*TASK TO CARRY OUT*. You are to retype all of the data exactly as it appears.

= = = =

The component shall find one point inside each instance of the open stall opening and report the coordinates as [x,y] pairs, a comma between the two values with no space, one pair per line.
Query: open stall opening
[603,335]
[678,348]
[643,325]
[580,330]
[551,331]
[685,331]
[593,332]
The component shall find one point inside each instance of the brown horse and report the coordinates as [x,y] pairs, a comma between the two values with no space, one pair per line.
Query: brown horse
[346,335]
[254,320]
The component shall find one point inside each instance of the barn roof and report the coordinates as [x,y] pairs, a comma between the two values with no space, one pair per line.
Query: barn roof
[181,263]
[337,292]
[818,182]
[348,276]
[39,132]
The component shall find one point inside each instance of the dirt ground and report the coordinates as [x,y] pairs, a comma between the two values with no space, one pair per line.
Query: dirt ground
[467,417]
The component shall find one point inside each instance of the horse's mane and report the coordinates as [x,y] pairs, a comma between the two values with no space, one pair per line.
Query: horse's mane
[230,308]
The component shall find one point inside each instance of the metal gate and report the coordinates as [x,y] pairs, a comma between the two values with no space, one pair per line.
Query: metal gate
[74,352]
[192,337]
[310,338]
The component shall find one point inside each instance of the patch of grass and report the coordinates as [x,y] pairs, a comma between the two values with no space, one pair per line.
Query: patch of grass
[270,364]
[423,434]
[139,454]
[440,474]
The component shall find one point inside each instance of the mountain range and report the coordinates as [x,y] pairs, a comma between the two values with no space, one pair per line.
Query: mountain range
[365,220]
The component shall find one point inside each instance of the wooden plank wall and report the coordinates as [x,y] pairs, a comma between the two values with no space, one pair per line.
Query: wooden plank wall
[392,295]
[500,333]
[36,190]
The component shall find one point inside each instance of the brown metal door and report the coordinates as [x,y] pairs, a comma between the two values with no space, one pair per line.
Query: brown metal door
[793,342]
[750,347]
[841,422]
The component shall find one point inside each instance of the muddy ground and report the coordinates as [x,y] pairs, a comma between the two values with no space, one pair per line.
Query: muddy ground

= = = =

*THE REPLY*.
The component shall find one point inside each instance of the open stall opening and report the coordinates as [x,y] pairs, a comma between the two values with no space, one pair per line.
Query: open stall opening
[603,335]
[678,348]
[643,325]
[580,330]
[551,331]
[685,331]
[593,332]
The component shall find one point inside each instance of the brown horse and report the coordinates as [x,y] pairs, a comma between the two values with no space, one pair per line.
Query: brown horse
[346,335]
[254,320]
The component shall find one point inside each instance of the barn roof and report the coordinates as [x,y] pairs, a comma between the two values with no space, one pair per line.
Query: barn roof
[181,263]
[337,292]
[818,182]
[348,276]
[39,132]
The component shall find one point inside each instance of the dirt ground and report the coordinates as [x,y] pairs, a comma between the two values with no space, one pair per line.
Query: dirt ground
[467,417]
The component shall find one point inside each instance of the horse's mane and report the coordinates as [x,y] pairs, a comma between the two values with no space, one pair per line.
Query: horse's mane
[230,308]
The component shall find one point inside each instance of the metal gate and report the coordinates as [x,y] pairs, a comma between the two values with no space, one pair per line.
Query: metal gate
[74,352]
[192,337]
[310,338]
The component shall find one point inside each instance of the patch of grass and report the coordinates as [x,y] pairs, a comma between the two values with no space, one pair per line.
Query: patch of grass
[270,364]
[423,434]
[139,454]
[440,474]
The component shall find one point inside each instance of the mountain range and report the coordinates as [x,y] pairs, a comma between the two values with no space, one pair per line.
Query: mountain range
[365,220]
The component shall find one point inside each instance of the wooden plank wall and report the coordinates as [x,y] pairs, a comma between the two values with no space, one pair per line.
Query: wooden plank wall
[392,295]
[500,333]
[36,190]
The component shall find one point inside each instance of the brown metal door and report the coordinates as [x,y] pairs, a comma between the two values with no space, one pair per line.
Query: brown metal door
[793,342]
[750,347]
[841,422]
The component shall find one point inside each instance of the muddy ground and report the coordinates as [x,y] pairs, a comma between the two values with no space, one pair per line.
Query: muddy ground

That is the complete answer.